* [REQUIREMENTS]: Return each line below that contains the string "clouds", matching case exactly.

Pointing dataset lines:
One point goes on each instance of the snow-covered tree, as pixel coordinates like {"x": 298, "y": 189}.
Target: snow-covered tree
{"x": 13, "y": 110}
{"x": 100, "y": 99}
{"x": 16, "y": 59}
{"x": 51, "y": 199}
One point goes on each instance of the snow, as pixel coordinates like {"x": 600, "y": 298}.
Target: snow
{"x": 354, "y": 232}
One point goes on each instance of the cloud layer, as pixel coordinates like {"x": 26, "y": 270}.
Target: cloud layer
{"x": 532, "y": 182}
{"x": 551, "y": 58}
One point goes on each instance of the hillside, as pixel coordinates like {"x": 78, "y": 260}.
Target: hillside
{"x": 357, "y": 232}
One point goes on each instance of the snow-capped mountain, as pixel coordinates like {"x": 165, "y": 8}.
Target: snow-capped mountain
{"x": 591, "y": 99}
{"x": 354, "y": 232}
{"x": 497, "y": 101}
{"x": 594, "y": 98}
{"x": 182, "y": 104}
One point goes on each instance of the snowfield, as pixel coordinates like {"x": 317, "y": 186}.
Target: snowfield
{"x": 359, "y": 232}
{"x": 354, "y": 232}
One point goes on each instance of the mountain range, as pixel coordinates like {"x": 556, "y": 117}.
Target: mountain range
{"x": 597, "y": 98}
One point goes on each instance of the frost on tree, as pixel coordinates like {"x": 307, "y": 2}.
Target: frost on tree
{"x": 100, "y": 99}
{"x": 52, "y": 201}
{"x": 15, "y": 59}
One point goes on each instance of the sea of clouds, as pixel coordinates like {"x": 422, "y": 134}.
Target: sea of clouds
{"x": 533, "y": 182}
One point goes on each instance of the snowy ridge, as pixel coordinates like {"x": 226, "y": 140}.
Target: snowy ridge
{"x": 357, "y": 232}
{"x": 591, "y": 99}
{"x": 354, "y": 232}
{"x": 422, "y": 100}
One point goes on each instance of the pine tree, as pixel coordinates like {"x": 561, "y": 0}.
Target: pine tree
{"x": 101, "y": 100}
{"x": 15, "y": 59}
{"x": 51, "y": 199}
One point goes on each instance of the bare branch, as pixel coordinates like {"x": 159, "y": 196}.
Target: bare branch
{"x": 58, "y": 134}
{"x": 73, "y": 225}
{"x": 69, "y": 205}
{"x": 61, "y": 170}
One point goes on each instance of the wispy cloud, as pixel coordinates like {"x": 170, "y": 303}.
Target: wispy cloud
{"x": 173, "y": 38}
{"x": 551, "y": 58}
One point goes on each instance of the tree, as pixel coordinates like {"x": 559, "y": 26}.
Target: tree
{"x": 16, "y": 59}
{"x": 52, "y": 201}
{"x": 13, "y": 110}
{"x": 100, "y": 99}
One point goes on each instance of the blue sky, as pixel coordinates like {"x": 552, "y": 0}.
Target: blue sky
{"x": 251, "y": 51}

---

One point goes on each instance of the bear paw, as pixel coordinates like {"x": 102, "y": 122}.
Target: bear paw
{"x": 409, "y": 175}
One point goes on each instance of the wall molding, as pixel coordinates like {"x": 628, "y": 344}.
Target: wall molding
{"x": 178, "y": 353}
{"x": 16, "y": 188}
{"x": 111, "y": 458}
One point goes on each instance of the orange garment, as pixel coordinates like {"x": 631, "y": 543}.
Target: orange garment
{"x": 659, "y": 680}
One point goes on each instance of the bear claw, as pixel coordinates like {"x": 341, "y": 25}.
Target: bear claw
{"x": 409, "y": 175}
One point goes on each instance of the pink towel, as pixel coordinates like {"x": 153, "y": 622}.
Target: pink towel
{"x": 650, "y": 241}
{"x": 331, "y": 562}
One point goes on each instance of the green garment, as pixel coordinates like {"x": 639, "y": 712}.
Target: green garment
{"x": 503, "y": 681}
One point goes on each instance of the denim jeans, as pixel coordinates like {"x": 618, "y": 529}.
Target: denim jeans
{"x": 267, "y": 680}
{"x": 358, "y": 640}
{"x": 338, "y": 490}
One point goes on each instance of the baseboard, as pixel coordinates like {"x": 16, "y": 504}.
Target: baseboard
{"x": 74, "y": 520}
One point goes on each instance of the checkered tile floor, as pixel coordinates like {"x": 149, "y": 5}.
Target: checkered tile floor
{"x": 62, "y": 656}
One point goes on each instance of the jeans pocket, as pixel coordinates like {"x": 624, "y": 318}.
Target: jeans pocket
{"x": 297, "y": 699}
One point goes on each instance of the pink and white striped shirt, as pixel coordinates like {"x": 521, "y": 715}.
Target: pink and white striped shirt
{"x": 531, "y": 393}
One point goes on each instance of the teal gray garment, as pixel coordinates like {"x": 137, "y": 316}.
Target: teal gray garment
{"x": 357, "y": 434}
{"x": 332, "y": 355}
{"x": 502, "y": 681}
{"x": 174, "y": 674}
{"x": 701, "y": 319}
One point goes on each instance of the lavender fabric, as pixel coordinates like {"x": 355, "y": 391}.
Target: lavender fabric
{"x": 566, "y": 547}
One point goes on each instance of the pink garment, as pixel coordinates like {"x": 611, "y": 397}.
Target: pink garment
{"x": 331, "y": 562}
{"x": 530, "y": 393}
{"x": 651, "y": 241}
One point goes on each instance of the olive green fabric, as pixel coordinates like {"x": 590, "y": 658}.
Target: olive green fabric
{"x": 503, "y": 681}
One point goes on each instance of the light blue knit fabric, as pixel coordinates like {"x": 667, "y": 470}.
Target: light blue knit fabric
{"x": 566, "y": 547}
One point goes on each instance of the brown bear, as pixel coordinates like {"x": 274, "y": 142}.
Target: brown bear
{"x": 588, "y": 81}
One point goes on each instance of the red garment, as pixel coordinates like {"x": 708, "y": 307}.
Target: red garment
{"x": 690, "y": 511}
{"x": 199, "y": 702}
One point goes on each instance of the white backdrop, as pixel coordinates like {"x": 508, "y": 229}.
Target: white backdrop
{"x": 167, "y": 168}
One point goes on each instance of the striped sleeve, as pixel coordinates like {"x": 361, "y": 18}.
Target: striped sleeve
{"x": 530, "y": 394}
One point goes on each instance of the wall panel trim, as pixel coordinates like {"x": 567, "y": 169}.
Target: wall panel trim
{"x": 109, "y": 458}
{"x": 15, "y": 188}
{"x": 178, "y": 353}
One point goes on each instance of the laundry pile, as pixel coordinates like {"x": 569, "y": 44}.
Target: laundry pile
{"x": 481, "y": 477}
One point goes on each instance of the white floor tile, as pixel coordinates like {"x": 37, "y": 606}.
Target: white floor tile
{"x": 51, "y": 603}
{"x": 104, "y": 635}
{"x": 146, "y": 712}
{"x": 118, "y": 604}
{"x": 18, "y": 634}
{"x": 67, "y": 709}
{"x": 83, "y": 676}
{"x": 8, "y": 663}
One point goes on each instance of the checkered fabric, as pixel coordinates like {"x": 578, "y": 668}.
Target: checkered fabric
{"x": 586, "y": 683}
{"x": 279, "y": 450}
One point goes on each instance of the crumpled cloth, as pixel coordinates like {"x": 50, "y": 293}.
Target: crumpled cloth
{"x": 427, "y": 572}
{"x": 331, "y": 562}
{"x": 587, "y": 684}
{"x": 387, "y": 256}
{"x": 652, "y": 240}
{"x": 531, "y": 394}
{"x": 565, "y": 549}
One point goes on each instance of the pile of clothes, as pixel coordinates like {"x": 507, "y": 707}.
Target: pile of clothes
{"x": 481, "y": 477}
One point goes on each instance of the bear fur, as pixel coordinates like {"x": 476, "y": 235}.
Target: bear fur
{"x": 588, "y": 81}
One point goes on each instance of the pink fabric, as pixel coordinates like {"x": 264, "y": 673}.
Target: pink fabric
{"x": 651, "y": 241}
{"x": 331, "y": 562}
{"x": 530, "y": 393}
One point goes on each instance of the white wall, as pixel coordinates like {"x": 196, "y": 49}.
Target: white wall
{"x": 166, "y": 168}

* [TASK ANSWER]:
One point goes on each instance of the sea of clouds, as pixel coordinates like {"x": 422, "y": 134}.
Target: sea of clouds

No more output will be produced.